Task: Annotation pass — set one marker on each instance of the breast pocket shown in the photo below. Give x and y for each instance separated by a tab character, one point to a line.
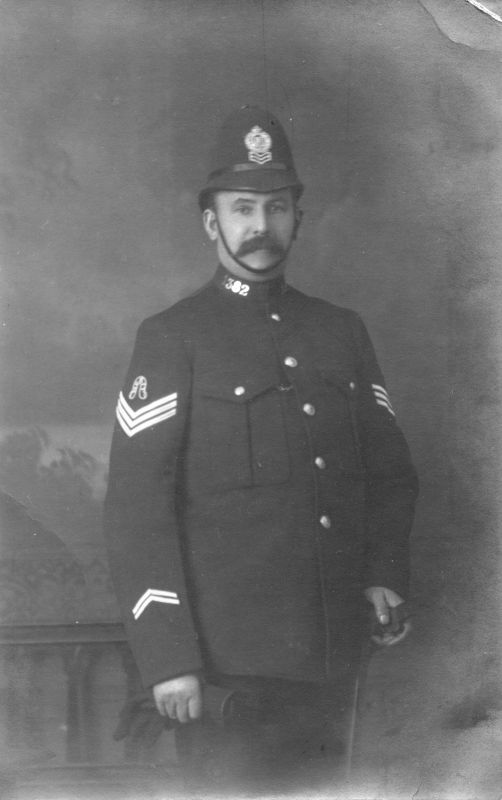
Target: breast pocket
244	432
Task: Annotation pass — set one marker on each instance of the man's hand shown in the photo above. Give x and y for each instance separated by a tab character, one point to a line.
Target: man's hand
383	600
179	698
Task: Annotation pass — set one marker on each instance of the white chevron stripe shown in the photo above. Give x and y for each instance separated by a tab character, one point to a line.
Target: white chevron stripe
154	596
380	396
150	593
133	421
170	600
380	390
149	407
149	423
386	405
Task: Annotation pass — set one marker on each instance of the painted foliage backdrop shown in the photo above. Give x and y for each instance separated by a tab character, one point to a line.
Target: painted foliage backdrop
108	109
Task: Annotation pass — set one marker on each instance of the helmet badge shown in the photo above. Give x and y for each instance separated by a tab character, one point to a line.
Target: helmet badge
258	143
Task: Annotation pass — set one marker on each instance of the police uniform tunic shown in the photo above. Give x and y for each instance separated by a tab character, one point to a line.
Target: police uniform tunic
258	483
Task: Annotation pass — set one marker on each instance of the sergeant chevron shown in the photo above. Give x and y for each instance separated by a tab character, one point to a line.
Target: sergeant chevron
147	416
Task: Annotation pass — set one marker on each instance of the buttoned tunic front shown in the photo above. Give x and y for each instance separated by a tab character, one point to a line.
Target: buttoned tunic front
258	483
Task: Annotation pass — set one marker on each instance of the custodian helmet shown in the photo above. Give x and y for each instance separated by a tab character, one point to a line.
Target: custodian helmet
252	154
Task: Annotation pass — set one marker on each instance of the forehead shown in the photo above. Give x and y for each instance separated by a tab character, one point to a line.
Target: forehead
255	198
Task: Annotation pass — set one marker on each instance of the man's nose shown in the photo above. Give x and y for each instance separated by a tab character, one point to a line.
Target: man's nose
260	221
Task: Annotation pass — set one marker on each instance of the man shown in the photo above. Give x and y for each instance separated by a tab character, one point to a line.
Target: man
259	489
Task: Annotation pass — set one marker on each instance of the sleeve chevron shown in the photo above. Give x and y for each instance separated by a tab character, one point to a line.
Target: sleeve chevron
133	422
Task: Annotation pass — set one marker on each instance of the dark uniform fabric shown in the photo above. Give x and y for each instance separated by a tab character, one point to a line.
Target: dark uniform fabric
258	483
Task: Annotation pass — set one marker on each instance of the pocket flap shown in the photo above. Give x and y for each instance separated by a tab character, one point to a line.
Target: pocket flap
238	389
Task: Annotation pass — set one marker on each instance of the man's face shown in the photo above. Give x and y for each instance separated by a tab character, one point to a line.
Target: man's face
257	228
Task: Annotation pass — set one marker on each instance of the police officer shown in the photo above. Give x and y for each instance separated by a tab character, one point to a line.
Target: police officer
260	490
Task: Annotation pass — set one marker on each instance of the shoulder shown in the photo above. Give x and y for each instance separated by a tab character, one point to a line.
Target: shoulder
176	319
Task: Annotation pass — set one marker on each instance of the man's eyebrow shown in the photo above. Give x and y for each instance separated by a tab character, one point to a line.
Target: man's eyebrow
244	200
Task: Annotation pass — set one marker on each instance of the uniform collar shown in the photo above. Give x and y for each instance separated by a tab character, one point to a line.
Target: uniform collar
251	291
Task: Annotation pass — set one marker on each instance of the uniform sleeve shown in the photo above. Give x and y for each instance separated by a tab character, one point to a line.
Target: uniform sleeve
391	480
141	526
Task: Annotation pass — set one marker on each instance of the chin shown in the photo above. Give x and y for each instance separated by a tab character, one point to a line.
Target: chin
262	262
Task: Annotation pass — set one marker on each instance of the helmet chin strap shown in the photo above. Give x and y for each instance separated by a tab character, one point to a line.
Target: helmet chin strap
254	270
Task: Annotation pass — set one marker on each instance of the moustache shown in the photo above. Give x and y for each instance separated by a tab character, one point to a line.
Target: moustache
260	243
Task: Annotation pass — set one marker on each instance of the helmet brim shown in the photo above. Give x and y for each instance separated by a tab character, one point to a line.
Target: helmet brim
262	180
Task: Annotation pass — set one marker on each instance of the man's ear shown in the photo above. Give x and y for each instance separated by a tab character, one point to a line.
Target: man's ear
298	219
210	223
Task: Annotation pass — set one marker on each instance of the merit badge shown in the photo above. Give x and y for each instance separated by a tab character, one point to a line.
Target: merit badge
382	398
258	143
139	388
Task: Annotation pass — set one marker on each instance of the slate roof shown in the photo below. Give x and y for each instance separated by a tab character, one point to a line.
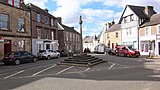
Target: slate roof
70	29
116	27
155	19
88	39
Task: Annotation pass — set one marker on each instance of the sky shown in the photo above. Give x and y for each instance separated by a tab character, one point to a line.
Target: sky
95	13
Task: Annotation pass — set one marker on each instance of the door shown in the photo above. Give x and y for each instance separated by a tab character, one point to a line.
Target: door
7	47
159	47
112	45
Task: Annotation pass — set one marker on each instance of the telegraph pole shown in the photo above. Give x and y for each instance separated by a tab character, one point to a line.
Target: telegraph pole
81	40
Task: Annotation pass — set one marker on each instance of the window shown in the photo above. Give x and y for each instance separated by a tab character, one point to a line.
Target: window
17	3
38	17
10	2
52	33
130	31
39	33
21	25
125	19
46	20
52	22
158	28
116	34
132	17
21	45
147	31
107	36
46	35
3	21
70	36
67	36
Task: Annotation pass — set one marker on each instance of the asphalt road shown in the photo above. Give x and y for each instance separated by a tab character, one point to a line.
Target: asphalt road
120	73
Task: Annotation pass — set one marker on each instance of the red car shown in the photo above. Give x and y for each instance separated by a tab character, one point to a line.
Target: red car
127	51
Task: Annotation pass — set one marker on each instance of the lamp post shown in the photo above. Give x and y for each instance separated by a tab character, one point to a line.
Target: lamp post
81	42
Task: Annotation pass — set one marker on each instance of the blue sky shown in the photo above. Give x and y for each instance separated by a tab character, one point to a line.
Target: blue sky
95	13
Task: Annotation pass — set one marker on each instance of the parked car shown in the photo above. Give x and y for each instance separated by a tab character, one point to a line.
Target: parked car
18	57
128	51
65	53
48	54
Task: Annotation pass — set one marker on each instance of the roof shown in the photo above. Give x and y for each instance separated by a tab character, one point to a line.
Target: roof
138	10
116	27
70	29
88	39
155	19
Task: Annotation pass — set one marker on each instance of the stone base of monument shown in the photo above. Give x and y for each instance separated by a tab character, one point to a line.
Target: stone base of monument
82	60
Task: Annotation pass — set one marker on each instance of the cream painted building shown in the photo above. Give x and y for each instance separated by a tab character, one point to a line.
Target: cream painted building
114	36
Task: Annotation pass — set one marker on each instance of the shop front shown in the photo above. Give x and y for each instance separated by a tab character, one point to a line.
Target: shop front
41	44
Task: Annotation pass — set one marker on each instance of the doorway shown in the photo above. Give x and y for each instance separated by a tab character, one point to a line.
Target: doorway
159	47
7	47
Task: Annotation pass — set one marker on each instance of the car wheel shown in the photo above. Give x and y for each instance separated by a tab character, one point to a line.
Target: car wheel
48	57
34	59
17	61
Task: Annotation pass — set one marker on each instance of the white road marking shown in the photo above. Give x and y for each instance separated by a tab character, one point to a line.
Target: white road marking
64	70
87	69
14	74
112	66
118	64
44	70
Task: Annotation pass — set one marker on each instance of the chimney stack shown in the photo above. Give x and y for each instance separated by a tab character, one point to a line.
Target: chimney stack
149	11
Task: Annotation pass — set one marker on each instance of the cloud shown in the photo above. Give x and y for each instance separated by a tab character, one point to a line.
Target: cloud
40	3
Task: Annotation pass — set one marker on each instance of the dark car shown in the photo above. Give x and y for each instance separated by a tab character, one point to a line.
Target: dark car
18	57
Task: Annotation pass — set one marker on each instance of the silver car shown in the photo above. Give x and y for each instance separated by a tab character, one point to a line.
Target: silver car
48	54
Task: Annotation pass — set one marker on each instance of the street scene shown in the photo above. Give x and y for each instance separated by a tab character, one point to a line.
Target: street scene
79	45
120	72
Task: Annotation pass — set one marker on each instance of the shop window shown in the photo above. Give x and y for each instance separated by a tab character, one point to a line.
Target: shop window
132	17
21	45
47	46
21	25
3	22
39	33
38	17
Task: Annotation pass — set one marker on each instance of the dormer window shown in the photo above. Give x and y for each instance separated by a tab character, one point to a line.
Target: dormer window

☆ ☆ ☆ ☆

**What is being asked**
Write out the records above again, starting with the line that contains "of the street" and going on through the end of the records. Copy every line, and add 10 to each coordinate in the answers while leaving the rest of the text unchanged.

**Reply to the task**
Task: Annotation pass — set one marker on each instance of the street scene shown in the photo above. Give x and y for each instance separated by a tab character, one point to a line.
Target: street scene
89	55
130	82
Task: Annotation pass — set one marker on each instance of the shop window shown in the photo above. Give x and y for each instance separated by a tab character, one point to a line.
Target: shop window
142	27
31	55
57	56
31	35
13	32
49	43
48	27
Task: Annotation pass — set one marker on each instance of the dormer window shown in the photo above. Give x and y for each instance separated by a tab character, one point to a line.
Target: dormer window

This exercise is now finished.